__Extract__
Oh, Baptists, I love you, but you have to admit that’s pretty funny.

Anyway, my point.  Most people in America are Christian.  Even most of the folks like me, who’ve left Christianity, were brought up that way and still feel some great fondness for it.

As much fun as it is to believe that Hollywood picks on God because they’re a bunch of godless heathens who hate Christianity and find Christians stupid and worthy of derision, I think it’s much more likely, in most cases, that folks pick on Christianity because they feel so closely tied to it.

Like your crazy but beloved uncle, it’s fine for y’all to sit around the living room and talk shit about his inability to hold a job, but if you were to catch the neighbor lady calling him a lay-about, you’d have to toilet paper her house–that seems to me to be the driving impulse behind making jokes about Jesus/God most of the time.

Tucker’s mistake, and it’s a common one, which is why I’m devoting all this space to refuting it, is to believe that only folks who practice Christianity in ways he recognizes have a right to feel that kind of teasing affinity with Jesus/God.

What kinds of stereotypes about people in Hollywood do you have to harbor as true to believe that they have no right to feel teasing affection towards Jesus/God?  And who are you to decide that?

Which brings me to my next point–Allah is God.  If you are the “Faith and Ethics” blogger, shouldn’t you understand enough about “Faith” to know that Jews, Christians, and Muslims all trace their religious heritage back to Abraham and the God of Abraham?

So, technically, when you’re watching shows that make fun of God, it’s not just Christians who have reason to be offended.  There are two other major world religions who could be offended if they cared to.

But Tucker is all the time equating religion with Christianity, so I can’t say that bit of sloppiness surprises me.

But to get back to my larger point–making fun of someone is not necessarily a sign that the person making fun of someone dislikes the person being made fun of.  Often, it’s a sign of great affection.

When Christians pass judgement on whether other folks, whose religions they don’t know and have no way of knowing, but who are probably also Christian or of Christian descent or at the least monotheistic, have a right to feel teasing affection towards Jesus/God, they look like assholes.

If you don’t like what you’re seeing on TV, change the channel.  But don’t force your smug, patronizing will on the rest of us.

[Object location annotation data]

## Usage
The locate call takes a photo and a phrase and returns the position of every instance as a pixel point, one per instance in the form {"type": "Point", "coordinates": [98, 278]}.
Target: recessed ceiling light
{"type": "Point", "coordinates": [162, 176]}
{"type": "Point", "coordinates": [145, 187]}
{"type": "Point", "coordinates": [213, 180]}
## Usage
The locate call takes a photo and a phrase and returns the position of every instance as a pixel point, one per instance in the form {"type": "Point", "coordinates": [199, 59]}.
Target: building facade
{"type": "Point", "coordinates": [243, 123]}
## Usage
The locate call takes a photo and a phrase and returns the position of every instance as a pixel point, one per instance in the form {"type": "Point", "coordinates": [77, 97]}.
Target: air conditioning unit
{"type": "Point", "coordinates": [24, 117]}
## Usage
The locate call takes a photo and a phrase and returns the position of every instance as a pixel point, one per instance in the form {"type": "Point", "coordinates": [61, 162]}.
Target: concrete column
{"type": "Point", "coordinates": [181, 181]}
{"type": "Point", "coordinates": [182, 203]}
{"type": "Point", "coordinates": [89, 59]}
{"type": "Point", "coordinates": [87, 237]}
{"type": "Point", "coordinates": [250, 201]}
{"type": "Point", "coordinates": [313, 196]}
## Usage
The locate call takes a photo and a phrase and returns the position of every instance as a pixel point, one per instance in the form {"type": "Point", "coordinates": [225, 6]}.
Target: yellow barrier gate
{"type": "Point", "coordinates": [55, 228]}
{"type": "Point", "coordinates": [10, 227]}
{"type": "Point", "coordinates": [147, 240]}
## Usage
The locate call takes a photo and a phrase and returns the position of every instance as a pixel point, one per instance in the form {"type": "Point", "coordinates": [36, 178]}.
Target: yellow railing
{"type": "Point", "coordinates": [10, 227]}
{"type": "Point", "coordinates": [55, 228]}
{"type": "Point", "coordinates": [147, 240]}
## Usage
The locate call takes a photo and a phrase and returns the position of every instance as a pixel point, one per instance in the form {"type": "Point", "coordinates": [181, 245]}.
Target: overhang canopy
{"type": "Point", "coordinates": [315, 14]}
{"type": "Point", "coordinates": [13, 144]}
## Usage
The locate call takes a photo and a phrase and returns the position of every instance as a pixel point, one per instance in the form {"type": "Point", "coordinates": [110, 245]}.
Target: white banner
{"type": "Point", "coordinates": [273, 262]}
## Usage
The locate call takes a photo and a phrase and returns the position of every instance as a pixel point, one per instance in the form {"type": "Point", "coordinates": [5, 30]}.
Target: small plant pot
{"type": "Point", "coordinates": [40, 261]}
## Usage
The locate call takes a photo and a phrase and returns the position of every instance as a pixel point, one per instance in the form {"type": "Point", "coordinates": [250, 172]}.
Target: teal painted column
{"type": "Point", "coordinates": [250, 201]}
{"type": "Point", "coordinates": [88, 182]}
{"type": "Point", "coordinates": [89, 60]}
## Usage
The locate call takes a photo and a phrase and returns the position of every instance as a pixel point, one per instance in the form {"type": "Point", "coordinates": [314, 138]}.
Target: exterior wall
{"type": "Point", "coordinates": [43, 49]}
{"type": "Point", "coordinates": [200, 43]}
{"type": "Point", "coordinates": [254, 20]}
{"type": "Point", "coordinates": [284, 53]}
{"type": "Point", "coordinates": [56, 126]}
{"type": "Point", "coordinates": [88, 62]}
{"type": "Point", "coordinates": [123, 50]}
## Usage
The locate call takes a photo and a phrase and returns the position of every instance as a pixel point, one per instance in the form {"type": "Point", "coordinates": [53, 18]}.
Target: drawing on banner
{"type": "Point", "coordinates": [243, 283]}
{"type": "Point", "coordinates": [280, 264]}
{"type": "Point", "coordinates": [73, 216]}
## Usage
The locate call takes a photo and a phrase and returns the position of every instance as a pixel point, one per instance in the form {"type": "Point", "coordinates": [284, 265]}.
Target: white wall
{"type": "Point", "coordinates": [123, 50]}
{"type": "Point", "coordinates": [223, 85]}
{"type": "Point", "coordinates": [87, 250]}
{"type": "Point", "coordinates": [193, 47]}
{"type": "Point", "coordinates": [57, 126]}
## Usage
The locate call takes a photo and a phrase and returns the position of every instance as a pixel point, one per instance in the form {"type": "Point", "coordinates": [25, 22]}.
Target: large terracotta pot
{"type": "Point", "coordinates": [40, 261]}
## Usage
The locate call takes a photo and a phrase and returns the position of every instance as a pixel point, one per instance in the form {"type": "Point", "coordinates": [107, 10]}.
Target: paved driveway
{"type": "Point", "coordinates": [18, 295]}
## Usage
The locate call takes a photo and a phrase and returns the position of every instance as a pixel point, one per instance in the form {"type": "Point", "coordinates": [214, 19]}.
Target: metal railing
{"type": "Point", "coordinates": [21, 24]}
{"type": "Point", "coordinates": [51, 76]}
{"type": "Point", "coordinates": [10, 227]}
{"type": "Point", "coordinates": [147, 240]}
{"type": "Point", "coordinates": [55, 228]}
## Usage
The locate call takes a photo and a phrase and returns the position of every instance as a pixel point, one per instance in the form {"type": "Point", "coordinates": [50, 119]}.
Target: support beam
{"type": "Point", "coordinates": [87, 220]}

...

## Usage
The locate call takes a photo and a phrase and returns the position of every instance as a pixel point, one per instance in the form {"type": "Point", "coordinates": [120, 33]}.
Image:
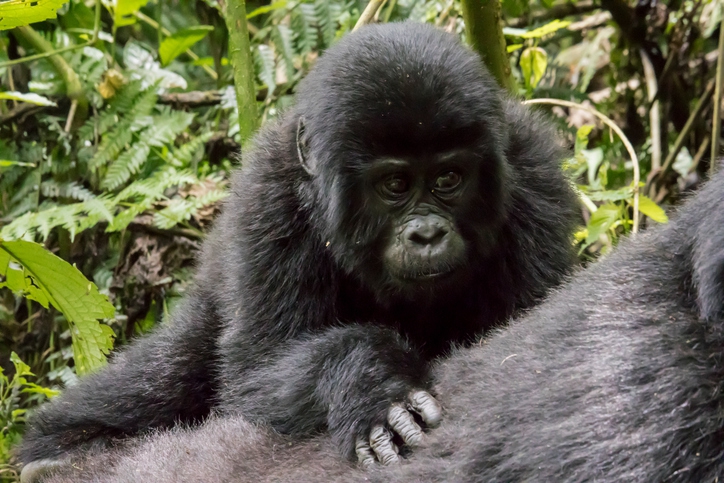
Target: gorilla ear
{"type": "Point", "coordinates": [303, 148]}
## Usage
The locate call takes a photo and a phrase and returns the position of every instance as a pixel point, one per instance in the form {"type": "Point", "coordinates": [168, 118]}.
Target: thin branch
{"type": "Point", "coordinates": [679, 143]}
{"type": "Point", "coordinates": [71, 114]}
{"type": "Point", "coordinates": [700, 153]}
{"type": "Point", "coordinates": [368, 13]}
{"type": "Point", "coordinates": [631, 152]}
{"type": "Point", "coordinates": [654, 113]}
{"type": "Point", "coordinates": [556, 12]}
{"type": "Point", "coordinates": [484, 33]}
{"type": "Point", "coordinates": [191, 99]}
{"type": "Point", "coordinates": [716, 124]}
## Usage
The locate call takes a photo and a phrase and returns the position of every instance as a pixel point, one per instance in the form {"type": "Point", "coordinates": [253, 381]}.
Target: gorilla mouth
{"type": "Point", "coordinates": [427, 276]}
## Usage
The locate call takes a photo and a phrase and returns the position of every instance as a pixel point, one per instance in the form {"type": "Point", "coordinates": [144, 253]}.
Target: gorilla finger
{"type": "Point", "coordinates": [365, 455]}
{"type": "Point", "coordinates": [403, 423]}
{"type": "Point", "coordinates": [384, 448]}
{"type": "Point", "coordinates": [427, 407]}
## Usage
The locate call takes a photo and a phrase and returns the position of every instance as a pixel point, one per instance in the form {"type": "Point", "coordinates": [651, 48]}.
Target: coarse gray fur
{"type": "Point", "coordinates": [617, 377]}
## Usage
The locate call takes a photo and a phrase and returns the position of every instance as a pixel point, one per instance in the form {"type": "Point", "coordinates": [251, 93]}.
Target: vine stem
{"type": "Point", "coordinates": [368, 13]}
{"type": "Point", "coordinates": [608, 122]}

__Problem set__
1) According to the blog post about jokes on God, which three groups trace their religious heritage back to Abraham?
2) For each statement, say whether it agrees with the blog post about jokes on God, and quote the words that decide it. (a) Most people in America are Christian. (b) The writer believes Hollywood mostly picks on God because it hates Christianity. (c) Making fun of someone is often a sign of great affection.

__The solutions__
1) Jews, Christians, and Muslims

2)
(a) Yes: "Most people in America are Christian."
(b) No: "I think it’s much more likely, in most cases, that folks pick on Christianity because they feel so closely tied to it."
(c) Yes: "Often, it’s a sign of great affection."